Questions to answer
a - In the article on starting a remote job, repeat the part starting at "Set up a new" and ending at "the first place.", swapping "workspace" for "home office".
b - Answer these questions about the article on starting a remote job.
(i) According to the research by Nicholas Bloom, roughly what percentage of the U.S. labor force works remotely full-time?
(ii) Which tip is listed right after "Connect with your manager"?
(iii) What should you write down and post in your workspace?

### Selected passage ###

You did it! You nailed the interview and now you have a new job and new challenges to look forward to. But suddenly panic sets in.
- How do you get to know your colleagues and the lay of the office when you can only connect digitally?
- What happens when you lose that personal connection that comes with an office setting?
This is the predicament that many are finding themselves in as Work-from-Home becomes the norm. Knowing how to navigate these new and uncharted waters will only make you a stronger and more successful (remote) employee.
According to research conducted by Stanford economist Nicholas Bloom, roughly 42% of the U.S. labor force is working remotely full-time, and long-term remote work will continue to grow. For those who are starting remote work from day one, the challenges are greater than for those who went directly from the office to work-from-home.
In order to succeed, start with the following tips.
Take time to celebrate your new job!
Set up a new workspace
Connect with your manager
Set communication preferences
Get to know your team
Accept the learning curve
You worked hard to get to this point. It almost certainly was not easy to land a new job during a pandemic. Don’t dismiss this accomplishment simply because you have too many things to do. Savor the moment and decompress from the interview process. Don’t let impostor syndrome (a psychological pattern in which an individual doubts her skills, talents or accomplishments) get the best of you. Write down your strengths and accomplishments, and post them in your workspace to remind you of why you were picked for the job in the first place.

### Provided data ###

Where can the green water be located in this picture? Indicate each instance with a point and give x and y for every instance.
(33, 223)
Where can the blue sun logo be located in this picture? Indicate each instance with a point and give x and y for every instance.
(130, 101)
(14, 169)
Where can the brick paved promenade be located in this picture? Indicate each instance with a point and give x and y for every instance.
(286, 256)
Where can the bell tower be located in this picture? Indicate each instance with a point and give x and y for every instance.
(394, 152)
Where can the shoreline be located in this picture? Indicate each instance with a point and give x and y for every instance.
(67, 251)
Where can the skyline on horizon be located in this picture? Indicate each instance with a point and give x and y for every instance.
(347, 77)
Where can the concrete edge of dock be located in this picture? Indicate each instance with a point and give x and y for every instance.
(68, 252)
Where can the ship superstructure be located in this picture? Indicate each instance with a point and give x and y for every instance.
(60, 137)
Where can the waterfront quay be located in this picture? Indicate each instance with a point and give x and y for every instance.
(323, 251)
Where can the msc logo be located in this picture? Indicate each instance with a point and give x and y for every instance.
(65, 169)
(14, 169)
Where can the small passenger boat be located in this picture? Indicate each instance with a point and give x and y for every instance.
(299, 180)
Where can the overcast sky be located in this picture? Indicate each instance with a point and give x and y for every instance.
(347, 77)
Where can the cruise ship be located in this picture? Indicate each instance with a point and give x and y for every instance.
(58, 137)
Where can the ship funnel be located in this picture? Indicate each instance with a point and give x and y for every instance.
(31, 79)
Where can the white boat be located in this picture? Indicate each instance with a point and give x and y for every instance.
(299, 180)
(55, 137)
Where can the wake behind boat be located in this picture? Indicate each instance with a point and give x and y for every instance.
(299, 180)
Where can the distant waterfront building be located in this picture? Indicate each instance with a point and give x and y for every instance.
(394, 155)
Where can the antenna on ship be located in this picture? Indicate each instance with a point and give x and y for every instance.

###

Expected outputs
a -
Set up a new home office
Connect with your manager
Set communication preferences
Get to know your team
Accept the learning curve
You worked hard to get to this point. It almost certainly was not easy to land a new job during a pandemic. Don’t dismiss this accomplishment simply because you have too many things to do. Savor the moment and decompress from the interview process. Don’t let impostor syndrome (a psychological pattern in which an individual doubts her skills, talents or accomplishments) get the best of you. Write down your strengths and accomplishments, and post them in your home office to remind you of why you were picked for the job in the first place.

b -
(i) Roughly 42%.
(ii) "Set communication preferences."
(iii) Your strengths and accomplishments.